◆ Обязательные задания ◆
A – Выпиши все строки, в которых встречается слово «jeans».
B – Напиши продолжение отрывка об испанском копре, начиная сразу после его последнего предложения.

◆ Отрывок ◆
+++
В сентябре, при первых осенних дождях, они выходят наружу. Но тогда и новое поколение достигло совершенного развития. Значит, мать под землей имела радость познакомиться со своей семьей—редкое у насекомых преимущество. Она слышит, как ее дети царапают коконы, желая освободиться, и может быть, она приходит на помощь к выбившимся из сил, если влажность почвы недостаточно размягчила кокон. Мать вместе с потомством покидает подземелье и является на осенние праздники, когда солнце мягко, а тропинки изобильно покрыты овечьей манной. Цветочные горшки сообщают нам еще одно сведение. Я кладу отдельно на поверхность земли несколько пар жуков, переселенных из их норок в начале работ, и в изобилии снабжаю их провизией. Каждая пара зарывается в землю в своем горшке, устраивается, собирает сокровища, потом, через две недели, самец опять появляется на поверхность под стеклянной пластинкой. Самка не появляется, она работает на дне горшка. И для того, чтобы не мешать материнской работе, отец уходит из норки. Он выходит наружу с целью пойти и вырыть себе жилище в другом месте. Не будучи в состоянии сделать это в тесных пределах горшка, он остается на поверхности земли, едва прикрытый небольшим количеством песка или несколькими крошками оставшихся припасов. Он, так любящий глубокие подземелья и свежесть их мрака, упорно остается три месяца на воздухе, в сухом месте и при свете; он не решается поглубже зарыться, из боязни помешать священным действиям, которые совершаются под землей. Поставим копру хорошую отметку за его уважение к материнскому помещению.
Вернемся к стеклянным сосудам, где должны повториться на глазах наблюдателя явления, которые при обыкновенных условиях скрывает от нас земля. Три или четыре яйцевидных шара с яичками, расположенные один возле другого, занимают почти всю внутренность помещения, оставляя только узкие проходы. От первоначальной булки остается едва несколько крошек, которыми пользуется мать, когда ощущает голод. Но это не важная забота для матери, всецело занятой своими коконами.
Испанский копр, стерегущий свои шары в норке
Рис. 22. Испанский копр, стерегущий свои шары в норке
Она усердно ходит от одного к другому, ощупывает их, прислушивается и поправляет в таких местах, где мой взгляд не усматривает никакого недостатка. Ее грубая роговая ножка лучше чувствует в темноте, чем мой глаз видит при свете; может быть, она находит едва начинающиеся крошечные трещинки, которые надо уничтожить для того, чтобы предупредить доступ иссушающего воздуха. Если я ее тревожу, то она, потирая конец брюшка краями надкрылий, издает тихий звук, похожий почти на жалобу. Так, в смене мелочных забот и дремоты возле своих коконов, проводит мать три месяца, необходимые для развития ее потомства.
+++
◆ Извлеченные сведения ◆
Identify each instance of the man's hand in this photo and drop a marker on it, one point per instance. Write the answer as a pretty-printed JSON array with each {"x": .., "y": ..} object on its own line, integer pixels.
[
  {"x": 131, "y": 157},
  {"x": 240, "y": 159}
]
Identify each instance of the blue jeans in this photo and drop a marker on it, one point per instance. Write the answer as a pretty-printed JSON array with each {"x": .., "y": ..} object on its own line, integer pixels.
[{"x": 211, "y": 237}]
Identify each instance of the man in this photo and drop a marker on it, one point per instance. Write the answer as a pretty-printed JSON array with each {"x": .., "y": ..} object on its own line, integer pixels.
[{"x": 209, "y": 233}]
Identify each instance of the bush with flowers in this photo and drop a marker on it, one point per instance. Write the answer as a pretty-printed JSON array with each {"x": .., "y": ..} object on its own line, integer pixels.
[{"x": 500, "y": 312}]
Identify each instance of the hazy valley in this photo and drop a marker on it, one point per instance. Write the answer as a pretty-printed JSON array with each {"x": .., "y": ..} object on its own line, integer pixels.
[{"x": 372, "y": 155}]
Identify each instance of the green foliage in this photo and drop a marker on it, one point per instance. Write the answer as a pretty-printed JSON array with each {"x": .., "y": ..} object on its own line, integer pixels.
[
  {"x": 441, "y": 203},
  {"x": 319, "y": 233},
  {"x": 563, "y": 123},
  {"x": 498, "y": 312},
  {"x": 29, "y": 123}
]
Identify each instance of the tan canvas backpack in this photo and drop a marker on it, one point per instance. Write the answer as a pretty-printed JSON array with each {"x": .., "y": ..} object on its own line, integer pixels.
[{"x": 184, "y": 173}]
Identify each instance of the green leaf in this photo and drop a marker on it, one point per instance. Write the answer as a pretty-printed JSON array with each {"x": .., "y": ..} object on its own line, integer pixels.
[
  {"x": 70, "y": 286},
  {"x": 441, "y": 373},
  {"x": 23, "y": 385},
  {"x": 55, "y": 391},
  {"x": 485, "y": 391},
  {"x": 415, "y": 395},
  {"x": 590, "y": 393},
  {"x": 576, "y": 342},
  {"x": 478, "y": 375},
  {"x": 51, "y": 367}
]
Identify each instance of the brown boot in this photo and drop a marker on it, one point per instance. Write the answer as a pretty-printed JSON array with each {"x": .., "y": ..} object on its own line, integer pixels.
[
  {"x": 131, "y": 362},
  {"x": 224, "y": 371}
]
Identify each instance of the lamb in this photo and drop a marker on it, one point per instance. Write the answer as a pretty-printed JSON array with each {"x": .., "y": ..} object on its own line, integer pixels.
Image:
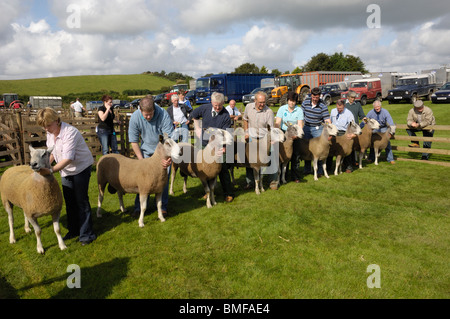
[
  {"x": 143, "y": 177},
  {"x": 205, "y": 164},
  {"x": 256, "y": 154},
  {"x": 381, "y": 140},
  {"x": 286, "y": 149},
  {"x": 317, "y": 148},
  {"x": 37, "y": 194},
  {"x": 342, "y": 146},
  {"x": 364, "y": 140}
]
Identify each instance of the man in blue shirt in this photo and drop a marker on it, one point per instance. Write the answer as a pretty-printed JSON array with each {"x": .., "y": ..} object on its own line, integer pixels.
[
  {"x": 315, "y": 113},
  {"x": 147, "y": 124},
  {"x": 383, "y": 118},
  {"x": 341, "y": 117},
  {"x": 216, "y": 116}
]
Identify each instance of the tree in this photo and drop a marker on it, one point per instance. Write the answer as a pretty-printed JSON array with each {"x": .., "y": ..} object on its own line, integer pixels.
[
  {"x": 335, "y": 62},
  {"x": 247, "y": 68}
]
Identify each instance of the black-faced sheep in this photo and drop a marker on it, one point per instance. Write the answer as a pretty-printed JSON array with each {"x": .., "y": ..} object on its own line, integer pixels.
[
  {"x": 37, "y": 194},
  {"x": 286, "y": 149},
  {"x": 342, "y": 146},
  {"x": 381, "y": 140},
  {"x": 143, "y": 177},
  {"x": 364, "y": 140},
  {"x": 256, "y": 154},
  {"x": 317, "y": 148},
  {"x": 205, "y": 164}
]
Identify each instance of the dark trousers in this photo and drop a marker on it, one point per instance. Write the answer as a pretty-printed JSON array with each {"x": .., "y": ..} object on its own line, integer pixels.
[
  {"x": 426, "y": 133},
  {"x": 79, "y": 213}
]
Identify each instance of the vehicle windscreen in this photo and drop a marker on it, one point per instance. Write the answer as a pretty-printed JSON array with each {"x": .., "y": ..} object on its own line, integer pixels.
+++
◆ Итоговые ответы ◆
A –
Identify each instance of the blue jeans in this photo and drop a marker on it, one point per instance. Write the answer as a pretty-printed JSON array with each {"x": .., "y": ..} object on its own line, integer pixels.

B –
Мне кажется, что я понимаю причины этого продолжительного присмотра. Другие приготовители шаров, скарабеи и гимноплевры, помещают всегда только одну грушу в норке. Масса, которую прикатывают иногда издалека, поневоле ограниченна. Этого достаточно для одной личинки, но недостаточно для двух. Исключение представляет широковыйный скарабей, который из одного шара умеет сделать две скромные порции. Остальные вынуждены рыть особую норку для каждого яичка. Когда в новом помещении все приведено в порядок, а это делается скоро, они покидают подземелье и отправляются за новыми находками, чтобы приготовлять новые шары, рыть норки и класть яички. При таких бродячих нравах продолжительный надзор невозможен. Жук страдает от этого. Его груша, вначале великолепная по своей правильности, начинает трескаться, лупиться и вздуваться. Различные плесневые грибки покрывают ее и разрушают; мы знаем, как личинка борется с этими бедствиями.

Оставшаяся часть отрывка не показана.